Exercise: What you return should match the entries below exactly, only without the images.

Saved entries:
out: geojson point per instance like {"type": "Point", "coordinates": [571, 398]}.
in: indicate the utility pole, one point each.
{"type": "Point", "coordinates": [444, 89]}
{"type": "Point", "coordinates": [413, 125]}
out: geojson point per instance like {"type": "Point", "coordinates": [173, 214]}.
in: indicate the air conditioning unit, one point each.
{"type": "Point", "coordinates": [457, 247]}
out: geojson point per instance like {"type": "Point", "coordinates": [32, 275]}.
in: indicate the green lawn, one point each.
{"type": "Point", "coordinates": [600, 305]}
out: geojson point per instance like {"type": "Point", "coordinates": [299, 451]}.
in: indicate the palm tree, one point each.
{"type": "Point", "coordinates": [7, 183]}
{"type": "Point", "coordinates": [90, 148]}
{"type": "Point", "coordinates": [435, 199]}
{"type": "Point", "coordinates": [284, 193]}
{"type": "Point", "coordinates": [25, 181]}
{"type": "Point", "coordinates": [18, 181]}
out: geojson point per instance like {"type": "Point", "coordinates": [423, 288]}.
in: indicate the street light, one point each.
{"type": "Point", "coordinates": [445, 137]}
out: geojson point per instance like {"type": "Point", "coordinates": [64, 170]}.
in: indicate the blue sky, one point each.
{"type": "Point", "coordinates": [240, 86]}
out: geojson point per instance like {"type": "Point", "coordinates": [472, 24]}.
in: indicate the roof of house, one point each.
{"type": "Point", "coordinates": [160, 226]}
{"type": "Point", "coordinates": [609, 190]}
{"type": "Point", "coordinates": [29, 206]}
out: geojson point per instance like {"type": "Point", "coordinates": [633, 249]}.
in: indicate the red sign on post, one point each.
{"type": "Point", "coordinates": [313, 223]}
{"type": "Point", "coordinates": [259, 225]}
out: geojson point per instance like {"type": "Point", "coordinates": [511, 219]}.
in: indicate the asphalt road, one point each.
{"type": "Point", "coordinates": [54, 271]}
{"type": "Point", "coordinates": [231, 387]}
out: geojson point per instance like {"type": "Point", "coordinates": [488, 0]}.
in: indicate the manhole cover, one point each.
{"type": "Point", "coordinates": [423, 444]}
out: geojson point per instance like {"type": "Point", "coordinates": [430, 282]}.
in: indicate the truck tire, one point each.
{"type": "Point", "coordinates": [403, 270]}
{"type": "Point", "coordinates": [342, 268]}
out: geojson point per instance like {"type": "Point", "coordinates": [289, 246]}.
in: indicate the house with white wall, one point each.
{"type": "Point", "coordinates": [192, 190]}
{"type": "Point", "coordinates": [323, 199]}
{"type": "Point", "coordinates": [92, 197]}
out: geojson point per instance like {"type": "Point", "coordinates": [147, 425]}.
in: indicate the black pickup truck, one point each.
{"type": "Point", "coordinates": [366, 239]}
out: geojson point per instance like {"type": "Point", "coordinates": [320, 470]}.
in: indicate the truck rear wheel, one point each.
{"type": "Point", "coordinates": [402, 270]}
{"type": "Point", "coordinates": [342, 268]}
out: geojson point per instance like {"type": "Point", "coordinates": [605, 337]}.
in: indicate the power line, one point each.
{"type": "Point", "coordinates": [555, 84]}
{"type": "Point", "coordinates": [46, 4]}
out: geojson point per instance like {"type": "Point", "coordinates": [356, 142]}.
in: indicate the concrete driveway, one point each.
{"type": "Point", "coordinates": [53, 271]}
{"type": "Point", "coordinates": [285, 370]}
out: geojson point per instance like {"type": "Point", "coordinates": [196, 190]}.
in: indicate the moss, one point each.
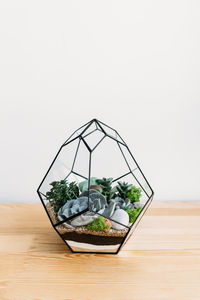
{"type": "Point", "coordinates": [98, 225]}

Expected output:
out: geojson point per instance like {"type": "Point", "coordinates": [571, 398]}.
in: indicate the utility pole, one point each.
{"type": "Point", "coordinates": [444, 89]}
{"type": "Point", "coordinates": [413, 125]}
out: geojson point per instance like {"type": "Point", "coordinates": [173, 214]}.
in: indicate the air conditioning unit, one point each.
{"type": "Point", "coordinates": [457, 247]}
out: geojson point per instance like {"type": "Point", "coordinates": [32, 275]}.
in: indicate the green lawn, one point each.
{"type": "Point", "coordinates": [600, 305]}
out: geojson point per instance like {"type": "Point", "coordinates": [299, 451]}.
in: indicate the palm tree, one point each.
{"type": "Point", "coordinates": [7, 183]}
{"type": "Point", "coordinates": [90, 148]}
{"type": "Point", "coordinates": [435, 199]}
{"type": "Point", "coordinates": [284, 193]}
{"type": "Point", "coordinates": [25, 181]}
{"type": "Point", "coordinates": [18, 181]}
out: geojson point per instance like {"type": "Point", "coordinates": [423, 288]}.
in: indicate the street light, one point each.
{"type": "Point", "coordinates": [445, 137]}
out: geojson point per instance like {"type": "Point", "coordinates": [64, 170]}.
in: indicate the blue sky, one point each.
{"type": "Point", "coordinates": [240, 86]}
out: geojson point per instance like {"type": "Point", "coordinates": [472, 24]}.
in: indicate the roof of house, one point each.
{"type": "Point", "coordinates": [160, 226]}
{"type": "Point", "coordinates": [609, 190]}
{"type": "Point", "coordinates": [29, 206]}
out: geojson point per instance like {"type": "Point", "coordinates": [633, 249]}.
in: indicate the red sign on post, one point each.
{"type": "Point", "coordinates": [313, 223]}
{"type": "Point", "coordinates": [259, 225]}
out: geojson point per instance like {"type": "Point", "coordinates": [511, 219]}.
in: indicate the asphalt road, one point each.
{"type": "Point", "coordinates": [54, 271]}
{"type": "Point", "coordinates": [231, 387]}
out: geojson point per instance like {"type": "Point", "coordinates": [488, 0]}.
in: indicate the manhole cover, one point each.
{"type": "Point", "coordinates": [423, 444]}
out: geojson point per instance like {"type": "Point", "coordinates": [430, 282]}.
in: indicate the truck tire, one point each.
{"type": "Point", "coordinates": [403, 270]}
{"type": "Point", "coordinates": [342, 268]}
out: geojson point per instance like {"type": "Point", "coordinates": [289, 246]}.
in: indicate the house with white wall, one point each.
{"type": "Point", "coordinates": [192, 190]}
{"type": "Point", "coordinates": [323, 199]}
{"type": "Point", "coordinates": [92, 197]}
out: geojson point per instance like {"type": "Point", "coordinates": [147, 425]}.
in: indicate the black pickup truck, one point each.
{"type": "Point", "coordinates": [366, 239]}
out: geojson point per instance like {"type": "Point", "coordinates": [320, 470]}.
in: indicate the truck rear wheel, one point each.
{"type": "Point", "coordinates": [402, 270]}
{"type": "Point", "coordinates": [342, 268]}
out: geojson point per instance like {"type": "Point", "coordinates": [605, 337]}.
in: indicate the power line, one point each.
{"type": "Point", "coordinates": [555, 84]}
{"type": "Point", "coordinates": [46, 4]}
out: geojson point per instance like {"type": "Point", "coordinates": [356, 142]}.
in: indicate the concrete driveway, one point each.
{"type": "Point", "coordinates": [53, 271]}
{"type": "Point", "coordinates": [285, 370]}
out: geojson point per instance like {"type": "Point", "coordinates": [196, 190]}.
in: indicate the moss, one point each.
{"type": "Point", "coordinates": [98, 225]}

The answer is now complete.